[Document section]
# Euro's



## barrypat (May 6, 2006)

Hi all, has anyone used the cash passport card issued by coop travel? It sounds a good system, apparently you load the card with your desired currency and then you can pay for goods or get cash from ATM machines, a nominal charge is made of 2 euros for each withdrawal. When we enquired about this the euro purchase rate was better than getting euros in cash, my concern is how easy it will be to use this card in shops etc. The travel company says it is widely accepted but we dont want to be in a situation where by we have money on the card we cant use. Any help would be usefulRegards

Barry


----------



## brockley (Mar 6, 2009)

Barry, 
have you had a look at the Caxton card? Load it up and no charges for ATM's or shop purchases outside the UK.


----------



## Rapide561 (Oct 1, 2005)

*Caxton*

Hi

I too have a Caxton card and whilst I have used this only in Majorca, it was never refused.

Can I add though...... cash "stored" on a prepaid card is not covered by the financial services compensation scheme.

See this link

MHF Caxton thread

Russell


----------



## barrypat (May 6, 2006)

Not heard of the caxton card, where do you get these from? are they widely accepted for payment in shops garages etc.

Barry


----------



## Rapide561 (Oct 1, 2005)

[Dataset extract]
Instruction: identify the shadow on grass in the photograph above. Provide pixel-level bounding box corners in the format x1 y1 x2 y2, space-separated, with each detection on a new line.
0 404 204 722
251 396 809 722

[Stated task] Translate this sentence from the forum thread about prepaid travel cards into Spanish: "I too have a Caxton card and whilst I have used this only in Majorca, it was never refused." The material is not needed for this work.

[Response to this task] Yo también tengo una tarjeta Caxton y, aunque solo la he usado en Mallorca, nunca me la rechazaron.